*What this task involves*
Update the stretch of the material from the line containing "outline car roof" through the end, replacing "instance" with "object" and leaving everything else unchanged.
============================================================
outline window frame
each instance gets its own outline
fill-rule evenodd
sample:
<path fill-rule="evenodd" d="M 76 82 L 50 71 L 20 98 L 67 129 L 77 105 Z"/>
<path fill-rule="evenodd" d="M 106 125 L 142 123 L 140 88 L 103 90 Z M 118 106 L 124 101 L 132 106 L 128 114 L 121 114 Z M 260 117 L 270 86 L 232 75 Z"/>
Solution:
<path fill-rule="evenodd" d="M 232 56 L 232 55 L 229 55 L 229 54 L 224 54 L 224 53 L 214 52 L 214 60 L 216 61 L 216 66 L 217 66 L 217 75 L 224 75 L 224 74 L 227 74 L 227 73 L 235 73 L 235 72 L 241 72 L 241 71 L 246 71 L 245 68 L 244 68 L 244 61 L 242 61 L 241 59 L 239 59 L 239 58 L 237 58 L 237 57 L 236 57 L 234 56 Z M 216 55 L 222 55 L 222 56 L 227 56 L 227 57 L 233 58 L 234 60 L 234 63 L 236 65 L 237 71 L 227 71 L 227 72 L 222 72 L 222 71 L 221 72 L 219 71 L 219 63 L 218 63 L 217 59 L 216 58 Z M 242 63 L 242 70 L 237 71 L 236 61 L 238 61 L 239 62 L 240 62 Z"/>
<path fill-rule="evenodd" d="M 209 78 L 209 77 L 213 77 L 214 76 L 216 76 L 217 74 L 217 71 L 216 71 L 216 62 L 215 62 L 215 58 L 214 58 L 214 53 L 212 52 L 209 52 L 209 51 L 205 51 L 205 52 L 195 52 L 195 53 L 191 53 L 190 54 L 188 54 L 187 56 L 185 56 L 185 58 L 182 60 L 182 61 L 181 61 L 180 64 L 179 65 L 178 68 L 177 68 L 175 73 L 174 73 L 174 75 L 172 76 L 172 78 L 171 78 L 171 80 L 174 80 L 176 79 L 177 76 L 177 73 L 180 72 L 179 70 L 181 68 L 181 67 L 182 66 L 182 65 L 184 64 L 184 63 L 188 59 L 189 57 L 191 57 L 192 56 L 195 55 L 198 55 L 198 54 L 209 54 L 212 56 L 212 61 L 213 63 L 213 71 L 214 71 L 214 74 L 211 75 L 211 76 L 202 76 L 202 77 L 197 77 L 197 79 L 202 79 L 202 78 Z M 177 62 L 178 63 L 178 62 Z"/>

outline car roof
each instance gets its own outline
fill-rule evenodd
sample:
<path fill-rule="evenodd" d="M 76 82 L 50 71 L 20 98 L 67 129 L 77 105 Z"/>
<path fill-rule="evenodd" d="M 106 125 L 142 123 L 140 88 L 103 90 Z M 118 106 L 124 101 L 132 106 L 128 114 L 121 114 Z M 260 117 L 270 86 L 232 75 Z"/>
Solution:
============================================================
*Answer below*
outline car roof
each object gets its own outline
fill-rule evenodd
sample:
<path fill-rule="evenodd" d="M 76 82 L 50 71 L 20 98 L 67 129 L 77 105 Z"/>
<path fill-rule="evenodd" d="M 106 125 L 142 123 L 140 88 L 103 90 Z M 118 106 L 124 101 L 132 106 L 128 114 L 121 114 Z M 260 117 L 270 86 L 232 75 Z"/>
Solution:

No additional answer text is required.